*Excerpted passage*.
+===+
On Wed, 26 Apr 2017 09:27:31 +0530 Anshuman Khandual <khandual@linux.vnet.ibm.com> wrote:

> Though migrating gigantic HugeTLB pages does not sound much like real
> world use case, they can be affected by memory errors. Hence migration
> at the PGD level HugeTLB pages should be supported just to enable soft
> and hard offline use cases.
> 
> While allocating the new gigantic HugeTLB page, it should not matter
> whether new page comes from the same node or not. There would be very
> few gigantic pages on the system afterall, we should not be bothered
> about node locality when trying to save a big page from crashing.
> 
> This introduces a new HugeTLB allocator called alloc_huge_page_nonid()
> which will scan over all online nodes on the system and allocate a
> single HugeTLB page.
> 
> ...
>
> --- a/mm/hugetlb.c
> +++ b/mm/hugetlb.c
> @@ -1669,6 +1669,23 @@ struct page *__alloc_buddy_huge_page_with_mpol(struct hstate *h,
>  	return __alloc_buddy_huge_page(h, vma, addr, NUMA_NO_NODE);
>  }
>  
> +struct page *alloc_huge_page_nonid(struct hstate *h)
+===+
*Recorded data*.
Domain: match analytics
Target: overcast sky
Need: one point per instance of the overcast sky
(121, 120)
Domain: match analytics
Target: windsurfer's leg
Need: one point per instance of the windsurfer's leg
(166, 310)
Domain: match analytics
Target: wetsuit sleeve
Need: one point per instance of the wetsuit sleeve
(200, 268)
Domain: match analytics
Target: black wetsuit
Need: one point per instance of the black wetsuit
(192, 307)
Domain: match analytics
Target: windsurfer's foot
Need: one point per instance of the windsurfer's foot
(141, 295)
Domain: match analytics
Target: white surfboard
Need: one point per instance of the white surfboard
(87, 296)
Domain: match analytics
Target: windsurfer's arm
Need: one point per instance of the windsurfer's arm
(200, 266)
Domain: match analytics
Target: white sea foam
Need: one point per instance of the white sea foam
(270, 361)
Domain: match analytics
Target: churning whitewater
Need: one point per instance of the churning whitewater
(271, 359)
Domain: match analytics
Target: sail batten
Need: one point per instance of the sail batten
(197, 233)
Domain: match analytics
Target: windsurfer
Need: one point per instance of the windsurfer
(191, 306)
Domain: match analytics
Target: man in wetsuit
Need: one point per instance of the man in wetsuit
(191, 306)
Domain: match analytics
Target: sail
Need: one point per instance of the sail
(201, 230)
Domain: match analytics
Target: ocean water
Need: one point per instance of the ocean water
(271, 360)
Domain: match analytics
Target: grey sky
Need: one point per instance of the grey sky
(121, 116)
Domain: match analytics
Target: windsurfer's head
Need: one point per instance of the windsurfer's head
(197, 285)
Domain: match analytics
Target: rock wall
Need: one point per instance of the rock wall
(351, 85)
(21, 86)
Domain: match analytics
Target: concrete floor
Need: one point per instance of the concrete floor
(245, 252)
+===+
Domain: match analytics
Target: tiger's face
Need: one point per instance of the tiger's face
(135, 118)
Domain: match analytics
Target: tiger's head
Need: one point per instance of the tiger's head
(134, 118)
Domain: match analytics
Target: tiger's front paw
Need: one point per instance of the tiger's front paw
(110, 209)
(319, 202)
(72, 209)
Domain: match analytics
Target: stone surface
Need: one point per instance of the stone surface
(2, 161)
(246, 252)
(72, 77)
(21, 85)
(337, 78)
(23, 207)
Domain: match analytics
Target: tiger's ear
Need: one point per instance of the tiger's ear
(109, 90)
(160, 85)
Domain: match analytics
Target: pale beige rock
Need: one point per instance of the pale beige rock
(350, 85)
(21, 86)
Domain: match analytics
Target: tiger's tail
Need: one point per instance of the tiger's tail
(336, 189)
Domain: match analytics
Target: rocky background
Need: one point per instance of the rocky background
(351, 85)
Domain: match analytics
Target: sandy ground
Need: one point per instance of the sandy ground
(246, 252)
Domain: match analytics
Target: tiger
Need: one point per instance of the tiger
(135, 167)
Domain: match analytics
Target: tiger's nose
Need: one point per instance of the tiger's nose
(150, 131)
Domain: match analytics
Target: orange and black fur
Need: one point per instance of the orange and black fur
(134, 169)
+===+
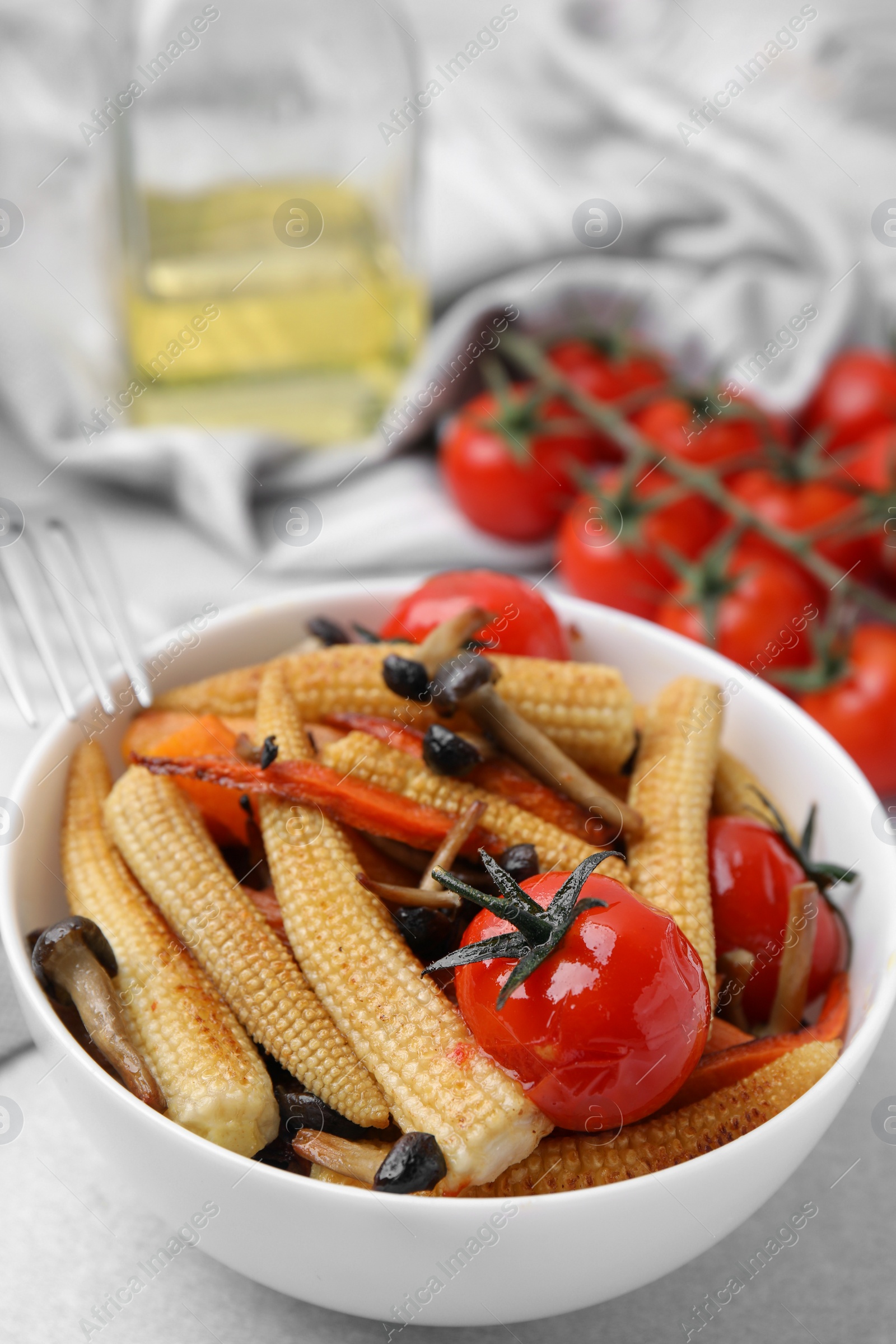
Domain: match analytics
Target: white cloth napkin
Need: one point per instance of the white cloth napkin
+===+
*Written tasks*.
1 – Name every function that the patch excerpt on migrating gigantic HugeTLB pages mentions.
2 – Extend the patch excerpt on migrating gigantic HugeTLB pages, starting right after the line that declares alloc_huge_page_nonid().

*Responses to the exercise*.
1 – alloc_huge_page_nonid, __alloc_buddy_huge_page_with_mpol, __alloc_buddy_huge_page

2 –
> +{
> +	struct page *page = NULL;
> +	int nid = 0;
> +
> +	spin_lock(&hugetlb_lock);
> +	if (h->free_huge_pages - h->resv_huge_pages > 0) {
> +		for_each_online_node(nid) {
> +			page = dequeue_huge_page_node(h, nid);
> +			if (page)
> +				break;
> +		}
> +	}
> +	spin_unlock(&hugetlb_lock);
> +	return page;
> +}
> +
>  /*
>   * This allocation function is useful in the context where vma is irrelevant.
>   * E.g. soft-offlining uses this function because it only cares physical
> diff --git a/mm/memory-failure.c b/mm/memory-failure.c
> index fe64d7729a8e..d4f5710cf3f7 100644
> --- a/mm/memory-failure.c
> +++ b/mm/memory-failure.c
> @@ -1481,11 +1481,15 @@ EXPORT_SYMBOL(unpoison_memory);
>  static struct page *new_page(struct page *p, unsigned long private, int **x)
>  {
>  	int nid = page_to_nid(p);
> -	if (PageHuge(p))
> +	if (PageHuge(p)) {
> +		if (hstate_is_gigantic(page_hstate(compound_head(p))))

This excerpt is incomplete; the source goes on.